### Data to examine
==============================
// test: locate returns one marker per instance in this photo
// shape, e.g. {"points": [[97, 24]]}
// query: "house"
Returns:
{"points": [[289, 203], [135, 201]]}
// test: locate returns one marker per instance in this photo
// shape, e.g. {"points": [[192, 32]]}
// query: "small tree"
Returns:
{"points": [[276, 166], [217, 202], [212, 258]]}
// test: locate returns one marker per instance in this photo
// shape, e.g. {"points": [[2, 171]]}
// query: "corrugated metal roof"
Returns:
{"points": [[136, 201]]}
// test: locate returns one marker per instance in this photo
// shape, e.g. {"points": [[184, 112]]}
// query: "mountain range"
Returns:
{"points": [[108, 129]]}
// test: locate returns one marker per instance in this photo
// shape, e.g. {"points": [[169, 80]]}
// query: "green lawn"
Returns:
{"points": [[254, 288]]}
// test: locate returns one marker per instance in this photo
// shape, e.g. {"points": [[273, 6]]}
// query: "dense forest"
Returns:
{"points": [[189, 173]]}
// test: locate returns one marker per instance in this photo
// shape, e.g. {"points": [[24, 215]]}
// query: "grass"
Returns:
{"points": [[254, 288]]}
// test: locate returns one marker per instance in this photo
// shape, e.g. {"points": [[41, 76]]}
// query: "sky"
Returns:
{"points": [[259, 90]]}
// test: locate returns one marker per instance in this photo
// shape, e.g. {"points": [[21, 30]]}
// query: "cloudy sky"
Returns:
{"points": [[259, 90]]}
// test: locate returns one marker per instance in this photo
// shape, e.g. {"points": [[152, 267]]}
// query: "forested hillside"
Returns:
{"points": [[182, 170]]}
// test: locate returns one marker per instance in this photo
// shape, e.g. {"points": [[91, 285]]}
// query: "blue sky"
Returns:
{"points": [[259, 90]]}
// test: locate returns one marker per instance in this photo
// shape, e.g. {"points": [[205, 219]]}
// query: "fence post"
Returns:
==============================
### Task details
In full and word for word, repeat the records.

### Answer space
// test: locate returns one marker per instance in this photo
// shape, e.g. {"points": [[97, 24]]}
// query: "house"
Returns:
{"points": [[289, 203], [135, 201]]}
// test: locate returns one marker per instance in this photo
// shape, e.g. {"points": [[192, 32]]}
// query: "small tree"
Returns:
{"points": [[276, 166], [217, 202], [212, 258]]}
// test: locate returns one marker per instance in this photo
// shape, e.g. {"points": [[2, 171]]}
// query: "corrugated metal roof"
Returns:
{"points": [[136, 201]]}
// test: locate returns one marker per instance in this photo
// shape, e.g. {"points": [[184, 112]]}
// query: "mountain range"
Returns:
{"points": [[108, 129]]}
// test: locate returns one marker per instance in this photo
// shape, e.g. {"points": [[169, 80]]}
// query: "green lawn"
Returns:
{"points": [[254, 288]]}
// test: locate returns one marker per instance in this photo
// shape, e.g. {"points": [[273, 6]]}
// query: "dense forest"
Returns:
{"points": [[189, 173]]}
// test: locate returns one marker per instance in this photo
// shape, e.g. {"points": [[24, 215]]}
// query: "grass"
Returns:
{"points": [[254, 288]]}
// test: locate returns one marker per instance in this photo
// shape, e.g. {"points": [[41, 76]]}
// query: "sky"
Returns:
{"points": [[259, 90]]}
// test: locate returns one marker per instance in this photo
// shape, e.g. {"points": [[21, 30]]}
// query: "cloudy sky"
Returns:
{"points": [[259, 90]]}
// test: locate returns one marker per instance in this photo
// shape, e.g. {"points": [[152, 267]]}
// query: "forested hillside"
Returns:
{"points": [[182, 170]]}
// test: locate returns one marker per instance in this photo
// shape, e.g. {"points": [[91, 285]]}
// query: "blue sky"
Returns:
{"points": [[259, 90]]}
// test: locate returns one marker per instance in this photo
// shape, e.g. {"points": [[205, 219]]}
// query: "fence post"
Returns:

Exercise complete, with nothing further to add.